=== Il problema ===
Prosegua il testo sullo spirito di preghiera in don Bosco, riportato più sotto, a partire dalla sua ultima frase.

=== Testo citato ===

------------------------------------

Attraverso questi semplici mezzi don Bosco mirava, per sé stesso e per gli altri, al raggiungimento di uno stato interiore di amore permanente, tale da impregnare i pensieri, unificare gli affetti, orientare le azioni. Lo “stato di preghiera”, nel suo modo di vedere, non è soltanto un “grado” di orazione, perché è sempre accompagnato da una tensione al perfezionamento morale: distacco, sforzo di superamento e controllo di sé, pazienza, vigilanza, fedeltà e costanza nel bene, benevolenza. È uno stato d’animo raccolto, in uno stile di vita modesto, concentrato sull’essenziale, laborioso e caritatevole, aperto all’azione interiore della grazia che preserva dalla dispersione dei pensieri e dalla banalità delle mode, senza nulla sottrarre alla vivacità gaudiosa dell’esistenza. Si crea così una dimensione interiore elevata, l’unica veramente capace di trasformare il cortile, la scuola, il laboratorio o l’ufficio in luoghi salesiani privilegiati dell’incontro col Signore.

In tal modo il santo educatore risignificò radicalmente l’antico precetto della fuga mundi in un contesto di modernità. Grazie allo spirito di preghiera, l’allontanamento dal mondo e l’immersione nel mondo si compongono e si armonizzano nell’offerta di sé, in un’assunzione responsabile del vissuto in stile cristiano. Orazione, fervore apostolico e mortificazione sono facce di un unico atteggiamento di consacrazione del cuore. Proposta alta, fatta da don Bosco ai discepoli e alle discepole nella vita consacrata, ai Cooperatori adulti, ma anche ai ragazzi più semplici, che esortava: “Coraggio adunque cominciamo per tempo a lavorar per il Signore, ci tocca patire qualche cosa in questo mondo, ma sarà poi eterno il premio che avremo nell’altro” (GP 73).

------------------------------------

=== Elenco delle voci ===
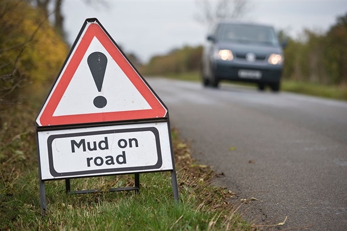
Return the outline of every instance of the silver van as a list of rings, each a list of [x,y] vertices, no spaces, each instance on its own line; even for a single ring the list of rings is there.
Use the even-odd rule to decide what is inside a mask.
[[[269,26],[221,22],[207,36],[202,53],[205,86],[221,80],[254,82],[263,91],[280,89],[284,57],[274,28]]]

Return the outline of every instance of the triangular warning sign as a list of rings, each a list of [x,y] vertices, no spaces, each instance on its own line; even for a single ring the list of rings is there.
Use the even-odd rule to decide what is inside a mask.
[[[167,109],[96,18],[86,20],[39,126],[163,118]]]

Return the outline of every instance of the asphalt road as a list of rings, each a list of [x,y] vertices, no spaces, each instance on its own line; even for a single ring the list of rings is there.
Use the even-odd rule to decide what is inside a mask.
[[[148,78],[171,127],[255,224],[347,230],[347,103]],[[272,227],[274,228],[274,227]],[[275,228],[278,228],[276,227]]]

------------------------------------

=== Risultato dell'esercizio ===
La sua direzione spirituale, inoltre, dava massima importanza alla pratica sacramentale: “Ritenete, o giovani miei, che i due sostegni più forti a reggervi e camminare per la strada del cielo sono i sacramenti della confessione e comunione” (Regolamento, 36). Don Bosco valorizzò i sacramenti in prospettiva pedagogica e spirituale. L’insistenza sulla frequenza sacramentale era motivata dalla coscienza della fragilità umana e del bisogno di sostenere la volontà per stabilizzarla nel bene e nella virtù; ma anche dalla convinzione della potente azione trasformatrice dello Spirito Santo che, agendo nel sacramento, opera la purificazione radicale e crea le condizioni favorevoli perché il Signore possa “prendere possesso del cuore” e plasmarlo nella carità. Qui si coglie il motivo della sua insistenza sulla scelta di un confessore stabile, di un amico dell’anima, al quale affidarsi per essere guidati sulle vie dello Spirito. Nel rapporto confidenziale, infatti, il confessore personalizza il programma spirituale: insegna l’arte dell’esame di coscienza, forma alla contrizione perfetta, stimola il proposito efficace, guida sui sentieri delle purificazioni e degli esercizi virtuosi, introduce al gusto della meditazione e alla pratica della presenza di Dio, insegna i modi di una feconda comunione col Cristo eucaristico. Confessione e comunione frequente sono intimamente legate nella pedagogia spirituale di don Bosco. Con la confessione assidua e regolare si promuove la vita “in grazia di Dio” e si alimenta la tensione virtuosa che permette un accostamento sempre più “degno” alla comunione; nello stesso tempo, attraverso la comunione eucaristica, la persona si polarizza su Cristo affinché la grazia trovi spazio per operare in profondità, trasformare e santificare.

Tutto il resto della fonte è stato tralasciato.